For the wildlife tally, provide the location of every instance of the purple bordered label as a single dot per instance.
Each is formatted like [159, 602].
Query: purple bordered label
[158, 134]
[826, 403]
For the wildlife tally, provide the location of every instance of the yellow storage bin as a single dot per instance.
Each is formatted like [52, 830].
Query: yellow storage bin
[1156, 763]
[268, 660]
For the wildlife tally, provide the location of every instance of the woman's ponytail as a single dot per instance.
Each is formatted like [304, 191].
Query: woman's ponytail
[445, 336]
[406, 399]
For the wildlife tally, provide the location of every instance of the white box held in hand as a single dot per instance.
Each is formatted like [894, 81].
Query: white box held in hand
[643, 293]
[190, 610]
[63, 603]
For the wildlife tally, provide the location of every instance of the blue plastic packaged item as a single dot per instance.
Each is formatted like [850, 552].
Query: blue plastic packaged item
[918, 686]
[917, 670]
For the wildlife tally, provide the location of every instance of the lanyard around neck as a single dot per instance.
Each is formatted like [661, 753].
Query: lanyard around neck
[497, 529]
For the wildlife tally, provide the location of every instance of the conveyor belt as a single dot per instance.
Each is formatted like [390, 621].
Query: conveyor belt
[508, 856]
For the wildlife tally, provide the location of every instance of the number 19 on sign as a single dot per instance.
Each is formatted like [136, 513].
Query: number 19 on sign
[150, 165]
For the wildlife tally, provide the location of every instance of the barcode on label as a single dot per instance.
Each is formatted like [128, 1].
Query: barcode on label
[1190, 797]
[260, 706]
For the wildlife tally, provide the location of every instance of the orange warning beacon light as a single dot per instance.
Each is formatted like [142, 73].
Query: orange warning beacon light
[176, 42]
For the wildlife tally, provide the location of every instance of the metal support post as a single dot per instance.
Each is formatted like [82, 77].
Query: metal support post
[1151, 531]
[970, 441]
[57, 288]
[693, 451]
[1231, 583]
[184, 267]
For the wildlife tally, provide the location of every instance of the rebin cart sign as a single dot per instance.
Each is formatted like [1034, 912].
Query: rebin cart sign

- - - - -

■ **Your assignment**
From the listing above, pick out each line where the word "instance" appears.

■ **Response**
For the wildlife tally, provide the location of every instance of the purple bordered label as a single dot per instance.
For the wildlife tally, provide the location of every instance of the yellow storage bin as a single dot per instance.
For the wildlife tally, provide the location of every instance of the woman's ponytail as a single dot per instance.
For the wildlife tally, provide the location of every instance of the white box held in hand as a single dot per instance.
For the wildlife tally, provide the location of every instance of the blue plastic packaged item as a single dot per instance.
For the wildlife tally, provide the location of every instance of the lanyard around neck as a single dot per instance.
For the wildlife tally, provide the location of every instance of the conveyor belt as a single dot per instance.
For the wildlife tally, provide the location of every instance of the number 19 on sign as a single dot per instance.
For the wildlife tally, provide the location of every instance of the barcode on label as a single dot per instance.
For the wildlife tally, provide the location of every instance of the orange warning beacon light as a single dot per instance.
For the wildlife tally, provide the location of every instance of the metal support post as a single dot per instance.
For the wildlife tally, provide the location of every instance of the rebin cart sign as a single dot per instance.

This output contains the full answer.